SET EXERCISE 1: Reproduce every line of the point-labeling records that come after the forum thread, without changing anything.
══ PASSAGE SHOWN ══
# Taking pictures/video in the school



## Bob Hubbard (Aug 2, 2005)

Several of my clients have expressed a desire to add photo galleries and videos to their websites. In the past, I have recomended they include releases in their paperwork, or get specific model releases if doing special events.  Having recently been researching the legalities of such things, I was unable to find specific information for martial arts schools.

 So, what do you do in your schools to "cover your butt" when building photo galleries, student pages, or video libraries?

 Any specific text?




*Very Simple Release:*
 I ________________ Hereby grant all rights to (PHOTOGRAPHER) to sell or publish any photographs taken of the following subjects today. This permission is permanent, and I claim no future compensation.
 Fill in all applicable.
 Name:____________________________  

 Minor: ____________________________

 Property: _________________________

 Signature: ________________________  Date: ______________


----------



## MA-Caver (Aug 3, 2005)

I would imagine that one of the _other_ legalities a photog might have be concerned with is getting parental permission to take pics/vids (and post on websites) of their children that might be attending the school. I would think that a seperate form just for that would be required.
═══
══ ENTRIES PROVIDED ══
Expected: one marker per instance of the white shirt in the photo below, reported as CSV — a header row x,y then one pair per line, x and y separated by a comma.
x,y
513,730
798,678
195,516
═══
SET EXERCISE 2: Continue the forum thread on photo and video releases for martial arts schools from the point where it stops.

WRITTEN RESPONSE 1:
Expected: one marker per instance of the white shirt in the photo below, reported as CSV — a header row x,y then one pair per line, x and y separated by a comma.
x,y
513,730
798,678
195,516

WRITTEN RESPONSE 2:
----------



## Jonathan Randall (Aug 3, 2005)

Bob Hubbard said:
			
		

> Several of my clients have expressed a desire to add photo galleries and videos to their websites. In the past, I have recomended they include releases in their paperwork, or get specific model releases if doing special events. Having recently been researching the legalities of such things, I was unable to find specific information for martial arts schools.
> 
> So, what do you do in your schools to "cover your butt" when building photo galleries, student pages, or video libraries?
> 
> ...


Getting a release is an excellent idea. As a portrait artist, it is absolutely essential in my work to get a written release from all clients whose portraits I wish to add to my public portfolio or publish online. However, with minors, I STRONGLY recommend that your clients excercise judgement regarding the use of LAST names. When I was President of a local portrait society, we disallowed the use of last names in society published titles of children's portraits with the exception of family groupings. Also, it only costs a little, but it would be worth it to spend an hour with an attorney outlining what you wish to do. One art group I belonged to did so and it was the best $150.00 we ever spent. We found out that several points where we thought we knew the law, we were very much mistaken.

Best of luck in your web designs! I've been to your other sites and I like your firm's work.

PS: scan the releases and put them off location on CD's with the names, dates and pictures, also - just in case!

Look into this site. It seems to have some good info. SEPARATE FORMS FOR MINORS!
http://www.dpcorner.com/all_about/releases.shtml


----------



## Pale Rider (Aug 3, 2005)

Interesting points of which I would have never thought of.  Thank you both for sharing.


----------



## DavidCC (Aug 3, 2005)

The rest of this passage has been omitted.